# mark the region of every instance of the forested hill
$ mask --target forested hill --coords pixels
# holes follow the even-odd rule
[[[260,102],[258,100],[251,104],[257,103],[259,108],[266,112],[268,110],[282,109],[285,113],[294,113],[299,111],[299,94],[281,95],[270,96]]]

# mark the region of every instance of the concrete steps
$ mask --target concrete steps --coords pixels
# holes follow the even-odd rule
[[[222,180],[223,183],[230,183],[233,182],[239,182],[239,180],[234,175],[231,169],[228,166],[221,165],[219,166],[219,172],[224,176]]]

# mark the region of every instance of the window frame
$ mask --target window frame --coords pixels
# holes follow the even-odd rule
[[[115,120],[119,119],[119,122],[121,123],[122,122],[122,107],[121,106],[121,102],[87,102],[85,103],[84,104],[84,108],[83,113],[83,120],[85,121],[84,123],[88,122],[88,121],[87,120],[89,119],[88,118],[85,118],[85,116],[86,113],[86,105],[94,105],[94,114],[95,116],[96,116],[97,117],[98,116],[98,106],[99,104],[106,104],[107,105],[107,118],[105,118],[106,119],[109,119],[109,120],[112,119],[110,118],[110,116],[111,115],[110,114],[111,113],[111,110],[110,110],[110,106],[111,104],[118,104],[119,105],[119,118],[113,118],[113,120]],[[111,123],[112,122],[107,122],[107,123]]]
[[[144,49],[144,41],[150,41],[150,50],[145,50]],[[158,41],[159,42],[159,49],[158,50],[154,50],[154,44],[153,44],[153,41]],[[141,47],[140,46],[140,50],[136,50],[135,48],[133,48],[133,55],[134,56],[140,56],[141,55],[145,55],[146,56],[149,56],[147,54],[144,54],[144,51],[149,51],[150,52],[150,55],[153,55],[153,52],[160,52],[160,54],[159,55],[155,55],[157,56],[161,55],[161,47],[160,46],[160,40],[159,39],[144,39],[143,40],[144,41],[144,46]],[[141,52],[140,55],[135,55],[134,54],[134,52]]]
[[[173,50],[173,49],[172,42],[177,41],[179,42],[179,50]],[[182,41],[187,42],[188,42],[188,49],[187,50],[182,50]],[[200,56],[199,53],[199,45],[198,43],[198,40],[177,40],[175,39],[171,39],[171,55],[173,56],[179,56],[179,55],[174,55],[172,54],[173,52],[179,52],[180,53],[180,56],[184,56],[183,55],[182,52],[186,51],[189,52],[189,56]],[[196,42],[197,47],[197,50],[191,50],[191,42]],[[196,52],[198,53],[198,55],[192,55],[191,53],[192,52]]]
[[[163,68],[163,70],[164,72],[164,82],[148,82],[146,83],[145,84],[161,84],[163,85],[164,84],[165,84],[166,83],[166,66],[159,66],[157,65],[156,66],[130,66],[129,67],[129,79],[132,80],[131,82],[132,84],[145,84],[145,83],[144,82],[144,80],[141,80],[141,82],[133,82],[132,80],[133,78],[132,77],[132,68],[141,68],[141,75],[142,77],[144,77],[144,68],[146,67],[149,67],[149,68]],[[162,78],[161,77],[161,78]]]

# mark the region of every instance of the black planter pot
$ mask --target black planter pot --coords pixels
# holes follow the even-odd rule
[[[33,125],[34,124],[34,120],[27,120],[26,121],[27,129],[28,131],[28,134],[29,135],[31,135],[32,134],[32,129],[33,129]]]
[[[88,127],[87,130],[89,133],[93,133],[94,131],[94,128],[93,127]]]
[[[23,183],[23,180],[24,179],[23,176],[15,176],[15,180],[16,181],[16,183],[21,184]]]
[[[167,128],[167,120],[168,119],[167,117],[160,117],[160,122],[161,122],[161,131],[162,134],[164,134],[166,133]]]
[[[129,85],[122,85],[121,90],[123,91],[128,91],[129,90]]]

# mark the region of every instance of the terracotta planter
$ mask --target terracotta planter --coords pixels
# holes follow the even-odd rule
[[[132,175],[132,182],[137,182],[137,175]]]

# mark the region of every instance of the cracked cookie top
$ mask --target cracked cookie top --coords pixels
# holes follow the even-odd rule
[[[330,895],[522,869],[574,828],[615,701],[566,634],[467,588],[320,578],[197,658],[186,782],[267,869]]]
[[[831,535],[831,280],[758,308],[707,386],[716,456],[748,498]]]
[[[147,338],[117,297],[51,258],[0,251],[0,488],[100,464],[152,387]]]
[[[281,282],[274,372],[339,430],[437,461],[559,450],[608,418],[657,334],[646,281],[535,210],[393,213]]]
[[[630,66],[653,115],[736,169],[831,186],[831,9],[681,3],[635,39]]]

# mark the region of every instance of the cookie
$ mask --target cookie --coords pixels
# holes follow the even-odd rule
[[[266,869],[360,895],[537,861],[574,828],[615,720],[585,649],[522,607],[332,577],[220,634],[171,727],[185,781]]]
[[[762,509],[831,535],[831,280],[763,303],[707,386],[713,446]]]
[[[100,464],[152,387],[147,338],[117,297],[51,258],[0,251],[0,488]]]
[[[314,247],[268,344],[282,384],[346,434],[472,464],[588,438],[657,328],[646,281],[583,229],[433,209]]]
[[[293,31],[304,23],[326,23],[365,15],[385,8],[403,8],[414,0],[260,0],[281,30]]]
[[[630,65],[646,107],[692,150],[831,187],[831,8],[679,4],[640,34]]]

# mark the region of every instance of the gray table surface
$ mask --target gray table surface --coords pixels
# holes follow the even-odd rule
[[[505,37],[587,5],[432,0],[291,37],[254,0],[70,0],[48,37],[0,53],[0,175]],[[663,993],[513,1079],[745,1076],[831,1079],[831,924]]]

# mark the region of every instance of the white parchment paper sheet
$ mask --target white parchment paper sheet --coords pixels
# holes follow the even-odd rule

**********

» DESCRIPCIÓN DEL EJERCICIO: Reproduce todas las líneas del material sin ninguna modificación.

» RESULTADO OBTENIDO:
# mark the region of every instance of the forested hill
$ mask --target forested hill --coords pixels
# holes follow the even-odd rule
[[[260,102],[258,100],[251,104],[257,103],[259,108],[266,112],[268,110],[282,109],[285,113],[294,113],[299,111],[299,94],[281,95],[270,96]]]

# mark the region of every instance of the concrete steps
$ mask --target concrete steps --coords pixels
# holes follow the even-odd rule
[[[222,180],[223,183],[230,183],[233,182],[239,182],[239,180],[234,175],[231,169],[228,166],[221,165],[219,166],[219,172],[224,176]]]

# mark the region of every instance of the window frame
$ mask --target window frame --coords pixels
# holes follow the even-odd rule
[[[115,120],[119,119],[119,122],[121,123],[122,122],[122,107],[121,106],[121,102],[87,102],[85,103],[84,104],[84,108],[83,113],[83,120],[85,121],[84,123],[88,122],[88,121],[87,120],[89,119],[88,118],[85,118],[85,116],[86,113],[86,105],[94,105],[94,114],[95,116],[96,116],[97,117],[98,116],[98,106],[99,104],[106,104],[107,105],[107,118],[105,118],[106,119],[109,119],[109,120],[112,119],[110,118],[110,116],[111,115],[110,114],[111,113],[111,110],[110,110],[110,106],[111,104],[118,104],[119,105],[119,118],[113,118],[113,120]],[[111,123],[112,122],[107,122],[107,123]]]
[[[144,49],[144,41],[150,41],[150,50],[145,50]],[[158,41],[159,42],[159,49],[158,50],[154,50],[154,44],[153,44],[153,41]],[[141,47],[140,46],[140,50],[136,50],[135,48],[133,48],[133,55],[134,56],[140,56],[141,55],[145,55],[146,56],[149,56],[147,54],[144,54],[144,51],[149,51],[150,52],[150,55],[153,55],[153,52],[160,52],[160,54],[159,55],[155,55],[157,56],[161,55],[161,47],[160,46],[160,40],[159,39],[144,39],[143,40],[144,41],[144,46]],[[141,52],[140,55],[135,55],[134,54],[134,52]]]
[[[173,50],[173,49],[172,42],[177,41],[179,42],[179,50]],[[182,41],[187,42],[188,42],[188,49],[187,50],[182,50]],[[200,56],[199,53],[199,45],[198,43],[198,40],[177,40],[175,39],[171,39],[171,55],[173,56],[179,56],[179,55],[174,55],[172,54],[173,52],[179,52],[180,53],[180,56],[184,56],[183,55],[182,52],[186,51],[189,52],[189,56]],[[196,42],[197,47],[197,50],[191,50],[191,42]],[[196,52],[198,53],[198,55],[192,55],[191,53],[192,52]]]
[[[163,68],[163,70],[164,72],[164,82],[148,82],[146,83],[145,84],[161,84],[163,85],[164,84],[165,84],[166,83],[166,66],[159,66],[157,65],[156,66],[130,66],[129,67],[129,79],[132,80],[131,82],[132,84],[145,84],[145,83],[144,82],[144,80],[141,80],[141,82],[133,82],[132,80],[133,78],[132,77],[132,68],[141,68],[141,75],[142,77],[144,77],[144,68],[146,67],[149,67],[149,68]],[[162,78],[161,77],[161,78]]]

# mark the region of every instance of the black planter pot
$ mask --target black planter pot --coords pixels
# holes follow the even-odd rule
[[[33,125],[34,124],[34,120],[27,120],[26,121],[27,129],[28,131],[28,134],[29,135],[31,135],[32,134],[32,129],[33,129]]]
[[[88,127],[87,130],[89,133],[93,133],[94,131],[94,128],[93,127]]]
[[[23,183],[23,180],[24,179],[23,176],[15,176],[15,180],[16,181],[16,183],[21,184]]]
[[[167,128],[167,120],[168,119],[167,117],[160,117],[160,122],[161,122],[161,131],[162,134],[164,134],[166,133]]]
[[[129,85],[122,85],[121,90],[123,91],[128,91],[129,90]]]

# mark the region of every instance of the terracotta planter
$ mask --target terracotta planter --coords pixels
# holes follow the even-odd rule
[[[132,175],[132,182],[137,182],[137,175]]]

# mark the region of every instance of the cracked cookie top
$ mask --target cracked cookie top --coords pixels
# holes follow the even-odd rule
[[[330,895],[522,869],[574,828],[615,701],[566,634],[467,588],[320,578],[197,658],[186,782],[267,869]]]
[[[831,535],[831,280],[758,308],[707,386],[716,456],[748,498]]]
[[[147,338],[117,297],[51,258],[0,251],[0,488],[100,464],[152,387]]]
[[[281,282],[274,372],[339,430],[437,461],[559,450],[608,418],[657,334],[646,281],[535,210],[393,213]]]
[[[630,66],[653,115],[736,169],[831,186],[831,9],[681,3],[635,39]]]

# mark the region of every instance of the cookie
$ mask --target cookie --coords pixels
# holes follow the even-odd rule
[[[266,869],[360,895],[537,861],[574,828],[615,720],[585,649],[522,607],[332,577],[220,634],[171,727],[185,781]]]
[[[762,509],[831,535],[831,280],[763,303],[707,386],[713,446]]]
[[[100,464],[152,387],[147,338],[117,297],[51,258],[0,251],[0,488]]]
[[[314,247],[268,344],[282,384],[346,434],[472,464],[588,438],[657,328],[646,281],[583,229],[433,209]]]
[[[293,31],[304,23],[326,23],[365,15],[385,8],[403,8],[414,0],[260,0],[281,30]]]
[[[630,65],[646,107],[692,150],[831,187],[831,8],[679,4],[640,34]]]

# mark the region of every instance of the gray table surface
$ mask --target gray table surface --coords pixels
# holes follow the even-odd rule
[[[505,37],[587,5],[432,0],[291,37],[254,0],[70,0],[48,37],[0,53],[0,175]],[[663,993],[513,1079],[745,1076],[831,1079],[831,924]]]

# mark the region of every instance of the white parchment paper sheet
$ mask --target white parchment paper sheet --coords pixels
# holes follow the even-odd rule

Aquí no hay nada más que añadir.